--- Start MATERIAL ---

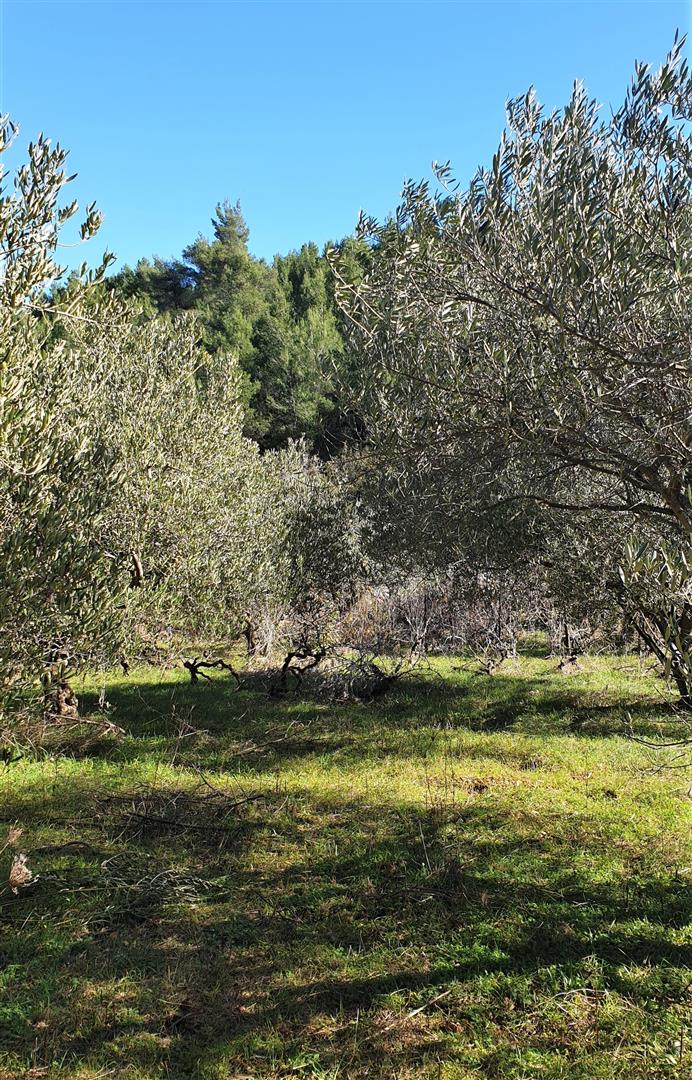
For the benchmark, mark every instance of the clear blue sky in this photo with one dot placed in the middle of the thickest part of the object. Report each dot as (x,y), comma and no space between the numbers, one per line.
(303,111)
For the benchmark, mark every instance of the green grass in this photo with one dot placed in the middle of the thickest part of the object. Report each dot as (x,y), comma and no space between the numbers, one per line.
(474,877)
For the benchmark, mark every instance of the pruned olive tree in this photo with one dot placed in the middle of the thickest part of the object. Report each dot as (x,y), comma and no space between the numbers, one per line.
(527,342)
(56,591)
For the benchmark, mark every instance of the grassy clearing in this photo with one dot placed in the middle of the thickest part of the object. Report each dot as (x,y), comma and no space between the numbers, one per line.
(474,877)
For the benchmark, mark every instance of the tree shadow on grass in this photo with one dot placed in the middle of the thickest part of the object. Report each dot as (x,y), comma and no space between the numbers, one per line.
(214,726)
(307,940)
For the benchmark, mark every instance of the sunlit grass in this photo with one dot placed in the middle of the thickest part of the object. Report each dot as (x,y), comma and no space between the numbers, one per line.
(475,877)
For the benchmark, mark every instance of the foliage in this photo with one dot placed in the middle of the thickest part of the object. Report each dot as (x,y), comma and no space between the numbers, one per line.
(56,596)
(280,321)
(526,342)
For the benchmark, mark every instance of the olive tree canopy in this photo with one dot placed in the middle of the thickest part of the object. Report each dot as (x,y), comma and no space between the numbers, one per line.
(528,341)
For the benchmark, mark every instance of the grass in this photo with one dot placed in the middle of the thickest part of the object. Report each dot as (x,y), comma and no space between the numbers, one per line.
(474,877)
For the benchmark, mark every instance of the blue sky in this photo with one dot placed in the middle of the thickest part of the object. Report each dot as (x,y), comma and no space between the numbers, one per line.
(303,111)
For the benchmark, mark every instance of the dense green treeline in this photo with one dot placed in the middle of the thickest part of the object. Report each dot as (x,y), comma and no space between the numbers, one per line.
(280,320)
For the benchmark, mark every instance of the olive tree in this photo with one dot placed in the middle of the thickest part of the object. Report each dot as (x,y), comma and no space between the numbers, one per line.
(56,596)
(527,341)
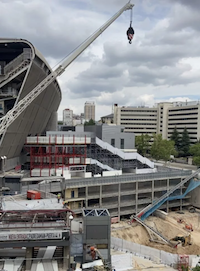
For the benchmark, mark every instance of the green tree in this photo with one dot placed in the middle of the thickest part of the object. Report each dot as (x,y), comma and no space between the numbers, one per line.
(195,151)
(185,143)
(175,136)
(142,143)
(196,268)
(90,122)
(162,148)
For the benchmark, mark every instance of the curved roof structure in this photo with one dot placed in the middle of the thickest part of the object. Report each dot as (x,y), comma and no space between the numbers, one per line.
(22,67)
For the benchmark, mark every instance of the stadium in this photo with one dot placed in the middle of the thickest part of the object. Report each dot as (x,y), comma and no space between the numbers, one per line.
(22,67)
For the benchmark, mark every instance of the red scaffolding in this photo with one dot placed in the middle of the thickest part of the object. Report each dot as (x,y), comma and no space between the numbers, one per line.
(56,155)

--- End MATERIAL ---

### GIVEN PROBLEM
Write out the rows again, starting at the row containing "For the benchmark, mark every instance of the stadium" and ending with the last row, requests included. Increase every number in the answer coordinates by 46.

### WORKED ANSWER
For the benchmark, mark every instance of the stadium in this photo with one dot placed in the middle of the thickest part of the object. Report each dot as (x,y), comma and no space between the numbers, one per line.
(68,113)
For the benchmark, mark every instance of the red scaffolding in this photo with one dot placed in the middle of the thickest part of the object. Report each dot as (x,y), comma and no space between the numbers, one per line.
(102,201)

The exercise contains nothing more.